__SOURCE DATA__
········

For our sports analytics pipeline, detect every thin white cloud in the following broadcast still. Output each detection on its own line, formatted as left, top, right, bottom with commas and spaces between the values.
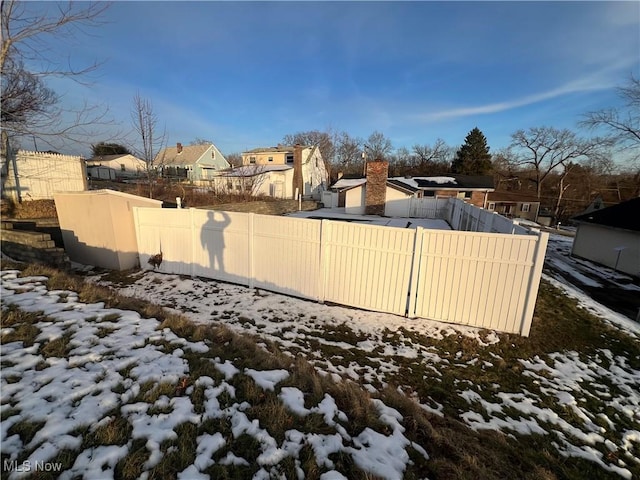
414, 59, 637, 123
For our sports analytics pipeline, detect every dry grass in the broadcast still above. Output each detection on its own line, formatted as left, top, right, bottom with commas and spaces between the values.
3, 263, 638, 480
1, 199, 58, 219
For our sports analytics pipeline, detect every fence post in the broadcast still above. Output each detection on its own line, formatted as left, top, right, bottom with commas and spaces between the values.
248, 213, 255, 288
190, 208, 196, 278
318, 219, 330, 303
407, 227, 424, 318
484, 211, 495, 232
519, 231, 549, 337
132, 206, 142, 267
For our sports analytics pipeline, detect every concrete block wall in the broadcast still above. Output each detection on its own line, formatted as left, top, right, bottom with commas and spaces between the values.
1, 221, 70, 268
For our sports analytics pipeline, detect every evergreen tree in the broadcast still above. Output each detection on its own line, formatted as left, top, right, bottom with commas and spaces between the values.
91, 142, 131, 156
451, 127, 492, 175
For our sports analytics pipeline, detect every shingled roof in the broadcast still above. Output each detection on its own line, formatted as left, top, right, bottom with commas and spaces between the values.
157, 144, 210, 166
392, 174, 494, 190
572, 197, 640, 232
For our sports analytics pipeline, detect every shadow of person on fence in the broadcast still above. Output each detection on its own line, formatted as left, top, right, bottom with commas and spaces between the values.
200, 211, 230, 273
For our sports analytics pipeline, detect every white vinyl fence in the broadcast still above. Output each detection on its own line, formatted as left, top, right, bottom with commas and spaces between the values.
133, 200, 548, 336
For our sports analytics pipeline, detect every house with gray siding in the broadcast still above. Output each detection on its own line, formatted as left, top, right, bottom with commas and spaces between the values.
571, 197, 640, 278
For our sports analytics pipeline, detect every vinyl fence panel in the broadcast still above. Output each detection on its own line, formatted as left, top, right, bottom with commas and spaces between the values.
409, 197, 450, 219
133, 204, 548, 336
135, 208, 193, 275
252, 215, 322, 300
192, 210, 251, 286
410, 229, 544, 335
321, 221, 416, 315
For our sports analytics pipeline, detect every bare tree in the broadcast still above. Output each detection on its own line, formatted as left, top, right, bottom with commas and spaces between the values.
282, 130, 335, 177
364, 131, 393, 161
412, 139, 449, 165
510, 127, 607, 200
580, 75, 640, 162
510, 127, 610, 222
333, 131, 363, 177
0, 0, 113, 151
131, 93, 166, 199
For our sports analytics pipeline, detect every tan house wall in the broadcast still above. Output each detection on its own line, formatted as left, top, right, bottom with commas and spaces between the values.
572, 224, 640, 278
384, 187, 412, 217
54, 190, 162, 270
345, 186, 366, 215
242, 151, 291, 165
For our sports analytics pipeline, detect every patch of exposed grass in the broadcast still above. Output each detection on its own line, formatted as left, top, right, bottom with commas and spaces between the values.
0, 314, 40, 347
7, 419, 46, 446
86, 417, 132, 446
115, 438, 149, 480
40, 333, 72, 358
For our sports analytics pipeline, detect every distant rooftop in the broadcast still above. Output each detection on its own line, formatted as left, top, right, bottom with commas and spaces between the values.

········

__ASSIGNMENT__
Word for word, retype the material above without its pictures.

__SOLUTION FOR THIS TASK__
For our sports analytics pipeline, detect every thin white cloud in the following broadcast still. Output each detection on its own line, formatted as left, top, right, bottom with commas and spaces between the values.
414, 59, 637, 123
For our sports analytics pipeline, detect every dry grass in the broadcast still above. Output each detection on its own line, formatted as left, top, right, bottom with commas and spaces between the values.
3, 263, 638, 480
1, 199, 58, 219
For our sports analytics pipeline, detect every fence post in the broadcast still above. Output each detection on its own line, formatted as left, top, right, bottom with commas and spaces between the values.
248, 213, 255, 288
190, 208, 196, 278
318, 219, 330, 303
407, 227, 424, 318
484, 211, 495, 232
519, 231, 549, 337
132, 206, 142, 267
For our sports analytics pipeline, detect every concrete block wall in the broadcast still above. Output each detection on its own line, formatted as left, top, right, bottom with commas and spaces between the values.
1, 221, 70, 268
For our sports analytics pipeline, detect every evergreen tree in the broadcast still above. Output each detection on its own line, formatted as left, top, right, bottom with commas and spaces between the values.
91, 142, 131, 156
451, 127, 492, 175
For our sports analytics pipeline, detect every shingled roof in the broadcast still above. Output each detection on its own line, formatted as left, top, right, bottom with commas and spaces between the values.
157, 144, 210, 166
392, 174, 494, 190
572, 197, 640, 232
For our sports analytics pipeline, detect every shadow of person on fence in the broadcast still above. Output each detection on its own line, formatted as left, top, right, bottom with commas and spaces between the values.
200, 211, 230, 273
For our sports analytics pipeline, detect every white vinyl fence in the broadcast still above. Output each detection on its own line, formatted as left, top, right, bottom with commas and spaces between the values.
133, 200, 548, 336
For our sports analytics pipeline, detect every house with gray siding in the broadcast still above. Output each detection on its own line, formatted as left, top, right, bottom with commas and spaces between the values.
571, 197, 640, 278
For our sports analytics pipeline, detect every vinyl fence panel in the broadcast still above. Output each detection on its own line, formatted as left, top, right, bottom with commas and spaces between the values.
409, 197, 450, 219
133, 204, 548, 336
135, 208, 193, 275
252, 215, 322, 300
192, 210, 251, 286
410, 229, 544, 335
321, 221, 416, 315
For our sports analytics pipeline, detect every bare tree in the broadcast still above. Output each detection on its own line, formatted as left, top, right, bottom with commas and spaces between the values.
282, 130, 335, 177
364, 131, 393, 161
412, 139, 449, 165
510, 127, 607, 200
580, 75, 640, 162
510, 127, 610, 222
333, 131, 363, 177
0, 0, 113, 151
131, 93, 166, 199
For our sports analytics pipeline, detect every tan house wall in the broadcast still above. Output each detection on its own line, formatted as left, top, right, bottom with commas and spaces between the values.
572, 224, 640, 278
384, 187, 412, 217
54, 190, 162, 270
345, 186, 366, 215
242, 151, 291, 165
For our sports analytics pipeline, detect every patch of exposed grass in the broadcast still above. Output each detection on its own line, formatted as left, top, right, bottom with commas and spaces between the values.
0, 314, 40, 347
7, 419, 46, 446
86, 417, 132, 446
115, 438, 149, 480
40, 333, 72, 358
For our sports analytics pipeline, detect every distant rooftop in the broadcast still above. Output each detection on its own line, formatted as left, top, right, bottom with commas and spaces between the values.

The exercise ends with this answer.